PROBLEM STATEMENT> Go through the data below and return each line where the string "whole" occurs.

EXTRACTED ENTRIES>

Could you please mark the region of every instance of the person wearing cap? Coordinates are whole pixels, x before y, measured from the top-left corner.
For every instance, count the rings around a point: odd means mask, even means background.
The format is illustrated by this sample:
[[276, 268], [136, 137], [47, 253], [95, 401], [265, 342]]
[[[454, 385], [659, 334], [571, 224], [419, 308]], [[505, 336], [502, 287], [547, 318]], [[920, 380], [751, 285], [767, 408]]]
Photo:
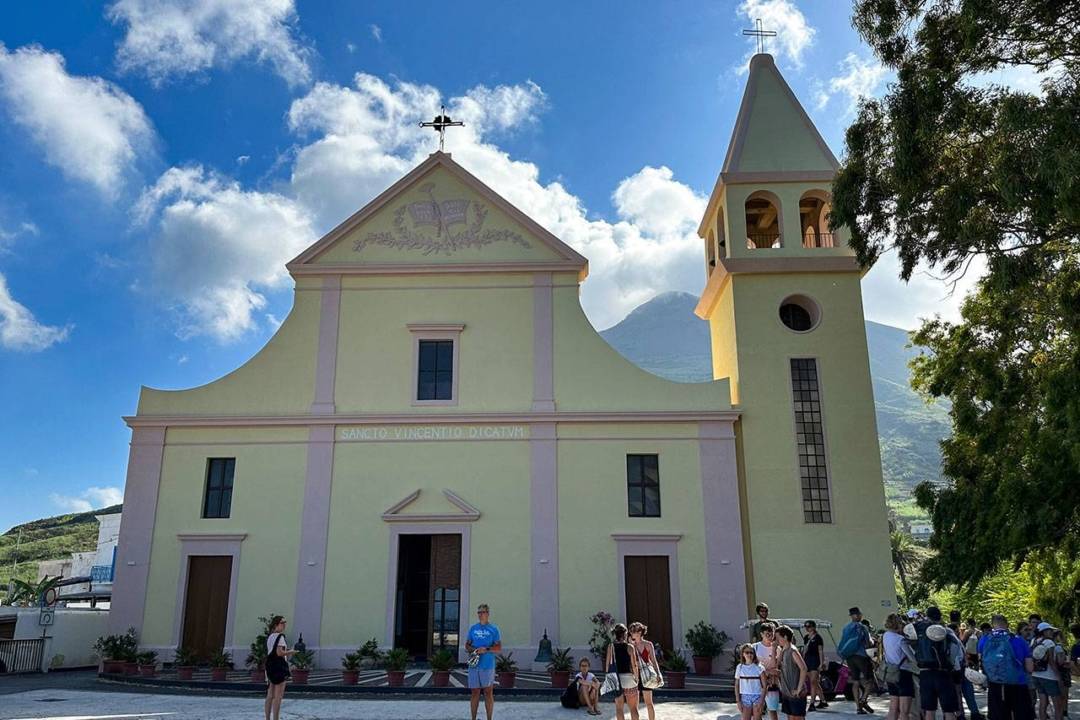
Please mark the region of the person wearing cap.
[[761, 625], [762, 623], [771, 622], [769, 620], [769, 606], [765, 603], [758, 603], [754, 608], [754, 613], [757, 615], [757, 620], [750, 625], [750, 642], [761, 642]]
[[870, 639], [870, 631], [862, 623], [862, 611], [853, 607], [848, 609], [848, 615], [851, 616], [851, 622], [844, 626], [837, 650], [848, 666], [848, 679], [851, 681], [851, 692], [855, 696], [856, 712], [866, 715], [874, 712], [868, 702], [870, 683], [874, 678], [874, 664], [870, 662], [870, 654], [866, 652], [867, 648], [873, 645], [873, 640]]
[[1035, 645], [1031, 656], [1035, 660], [1035, 672], [1031, 681], [1035, 692], [1039, 694], [1038, 717], [1047, 720], [1047, 710], [1053, 707], [1054, 720], [1061, 720], [1065, 713], [1065, 704], [1061, 701], [1061, 666], [1067, 661], [1065, 649], [1054, 641], [1058, 629], [1048, 622], [1035, 626]]
[[488, 720], [495, 714], [495, 653], [502, 650], [499, 628], [490, 622], [491, 610], [486, 603], [476, 608], [479, 622], [469, 628], [465, 635], [465, 650], [479, 655], [475, 666], [469, 667], [469, 710], [472, 720], [476, 720], [476, 711], [480, 707], [480, 693], [484, 693], [484, 710]]

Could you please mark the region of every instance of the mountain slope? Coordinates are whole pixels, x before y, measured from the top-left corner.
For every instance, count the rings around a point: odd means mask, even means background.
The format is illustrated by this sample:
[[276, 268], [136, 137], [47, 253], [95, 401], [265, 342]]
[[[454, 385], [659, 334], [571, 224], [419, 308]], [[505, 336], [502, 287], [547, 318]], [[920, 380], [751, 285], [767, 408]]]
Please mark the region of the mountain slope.
[[[628, 360], [661, 377], [710, 380], [709, 325], [694, 315], [696, 304], [688, 293], [663, 293], [600, 335]], [[866, 339], [885, 493], [901, 517], [922, 516], [911, 490], [923, 480], [941, 479], [938, 440], [949, 432], [947, 410], [926, 404], [911, 389], [908, 361], [918, 352], [907, 347], [905, 330], [867, 321]]]
[[19, 567], [15, 577], [32, 580], [37, 577], [38, 560], [55, 560], [73, 552], [95, 549], [98, 522], [94, 516], [120, 512], [120, 508], [120, 505], [113, 505], [91, 512], [34, 520], [16, 525], [0, 535], [0, 588], [7, 588], [16, 560]]

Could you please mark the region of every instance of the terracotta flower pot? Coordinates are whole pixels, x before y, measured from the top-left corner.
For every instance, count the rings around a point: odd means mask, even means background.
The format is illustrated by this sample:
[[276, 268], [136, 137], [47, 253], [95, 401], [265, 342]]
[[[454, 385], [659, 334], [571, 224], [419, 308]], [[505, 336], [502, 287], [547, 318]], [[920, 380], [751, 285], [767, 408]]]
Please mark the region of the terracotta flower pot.
[[214, 682], [225, 682], [229, 676], [229, 668], [210, 668], [210, 679]]
[[386, 671], [386, 684], [390, 687], [401, 687], [405, 684], [405, 671], [404, 670], [387, 670]]
[[139, 666], [139, 674], [142, 675], [143, 677], [154, 677], [154, 674], [155, 674], [154, 671], [155, 671], [156, 667], [157, 666], [155, 666], [155, 665], [140, 665]]
[[177, 680], [190, 680], [193, 677], [195, 677], [194, 665], [182, 665], [181, 667], [176, 668]]
[[102, 663], [101, 671], [109, 674], [124, 672], [123, 660], [106, 660]]
[[436, 670], [433, 677], [435, 687], [450, 687], [449, 670]]
[[139, 663], [137, 663], [137, 662], [125, 662], [124, 663], [124, 674], [125, 675], [138, 675], [139, 674]]
[[517, 680], [516, 672], [501, 672], [499, 673], [499, 687], [512, 688], [514, 682]]
[[341, 683], [343, 685], [355, 685], [360, 682], [359, 670], [342, 670], [341, 671]]
[[570, 684], [570, 671], [569, 670], [552, 670], [551, 671], [551, 687], [564, 688]]
[[251, 671], [251, 682], [253, 683], [265, 683], [266, 671], [262, 668], [255, 668]]
[[712, 675], [712, 658], [701, 657], [700, 655], [694, 656], [694, 674], [695, 675]]
[[309, 675], [311, 675], [310, 670], [292, 669], [292, 681], [296, 685], [307, 685]]
[[668, 670], [664, 673], [664, 682], [672, 690], [682, 690], [686, 687], [686, 673]]

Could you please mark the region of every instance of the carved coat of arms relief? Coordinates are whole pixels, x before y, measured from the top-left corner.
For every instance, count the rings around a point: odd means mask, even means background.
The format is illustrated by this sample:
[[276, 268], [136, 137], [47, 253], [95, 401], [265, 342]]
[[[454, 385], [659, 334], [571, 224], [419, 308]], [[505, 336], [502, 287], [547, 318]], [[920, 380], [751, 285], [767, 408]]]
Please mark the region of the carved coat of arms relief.
[[483, 247], [497, 242], [511, 242], [531, 247], [528, 240], [512, 230], [484, 229], [488, 208], [476, 200], [435, 197], [435, 184], [421, 185], [419, 191], [428, 200], [407, 203], [394, 211], [393, 229], [371, 232], [353, 243], [360, 252], [369, 245], [401, 250], [419, 250], [424, 255], [451, 253], [468, 247]]

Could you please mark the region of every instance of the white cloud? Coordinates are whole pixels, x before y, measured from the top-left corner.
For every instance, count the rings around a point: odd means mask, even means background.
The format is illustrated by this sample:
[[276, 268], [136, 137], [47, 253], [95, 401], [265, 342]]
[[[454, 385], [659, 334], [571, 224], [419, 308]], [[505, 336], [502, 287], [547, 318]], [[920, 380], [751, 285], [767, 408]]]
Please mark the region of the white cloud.
[[242, 190], [200, 166], [170, 168], [136, 208], [156, 223], [155, 287], [178, 313], [179, 335], [239, 338], [287, 287], [285, 263], [316, 240], [307, 210], [282, 195]]
[[844, 114], [855, 114], [859, 99], [873, 97], [880, 93], [891, 72], [872, 57], [860, 58], [855, 53], [848, 53], [839, 63], [838, 74], [829, 78], [824, 87], [818, 89], [815, 105], [824, 110], [832, 98], [843, 95], [846, 98]]
[[59, 53], [0, 43], [0, 98], [16, 123], [69, 178], [115, 195], [152, 145], [150, 120], [130, 95], [99, 77], [68, 74]]
[[20, 222], [18, 225], [12, 226], [9, 230], [4, 225], [0, 225], [0, 253], [7, 252], [11, 245], [24, 235], [40, 235], [41, 231], [38, 230], [38, 226], [32, 222]]
[[[438, 110], [439, 91], [425, 85], [359, 74], [352, 87], [318, 83], [293, 102], [290, 127], [315, 139], [297, 153], [292, 188], [328, 229], [362, 207], [436, 147], [416, 126]], [[539, 86], [479, 86], [446, 101], [463, 128], [447, 132], [447, 150], [466, 169], [527, 215], [589, 258], [582, 302], [605, 327], [654, 294], [697, 291], [702, 276], [694, 232], [705, 198], [668, 168], [643, 168], [613, 195], [615, 222], [590, 220], [581, 200], [558, 182], [543, 183], [539, 168], [512, 159], [492, 134], [533, 121], [546, 104]]]
[[950, 322], [960, 319], [960, 304], [986, 272], [986, 262], [975, 258], [955, 287], [951, 278], [919, 267], [911, 280], [900, 279], [895, 252], [883, 254], [862, 281], [863, 312], [868, 320], [914, 330], [923, 319], [940, 315]]
[[[382, 42], [382, 28], [374, 23], [368, 25], [368, 29], [371, 31], [371, 37], [375, 38], [375, 42]], [[350, 50], [350, 52], [352, 52]]]
[[7, 279], [0, 274], [0, 347], [40, 352], [66, 340], [72, 327], [39, 323], [26, 306], [11, 296]]
[[77, 496], [50, 493], [49, 500], [67, 512], [84, 513], [119, 505], [124, 502], [124, 491], [118, 487], [91, 487]]
[[290, 85], [311, 81], [311, 50], [297, 38], [293, 0], [117, 0], [108, 17], [127, 26], [120, 69], [157, 85], [249, 56]]
[[[761, 20], [763, 30], [775, 30], [775, 38], [766, 39], [765, 51], [777, 60], [788, 60], [795, 67], [802, 67], [803, 53], [814, 43], [817, 30], [806, 21], [806, 16], [791, 0], [743, 0], [738, 14], [754, 23]], [[745, 72], [750, 54], [756, 52], [757, 38], [747, 37], [753, 48], [747, 54], [740, 70]]]

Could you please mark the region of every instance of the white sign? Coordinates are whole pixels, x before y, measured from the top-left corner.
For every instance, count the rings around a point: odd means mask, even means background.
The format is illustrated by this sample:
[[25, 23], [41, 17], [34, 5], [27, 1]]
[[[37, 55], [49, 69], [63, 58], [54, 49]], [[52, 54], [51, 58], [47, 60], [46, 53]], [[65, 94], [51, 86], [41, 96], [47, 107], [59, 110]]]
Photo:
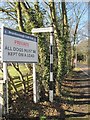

REPLY TO THE TASK>
Could you please mark the region of every instance of the person wearing cap? Coordinates are whole pixels, x before y, measured from the top-left corner.
Could you please mark the region of every instance of the mountain slope? Coordinates are whole pixels, x before y, measured from the top-left corner.
Could you please mark the region of every instance of the terracotta flower pot? Coordinates are whole pixels, x before y, measured from the top-left corner.
Could you please mark the region of every instance of the carved coat of arms relief? Coordinates are whole pixels, x before y, measured from the top-left corner.
Could you please mark the region of every instance of the white cloud? Coordinates are whole pixels, x before y, measured from the top-left corner.
Could you please mark the region of every instance of the white sign? Coordinates are whole pixels, x before y, measured from the top-left corner.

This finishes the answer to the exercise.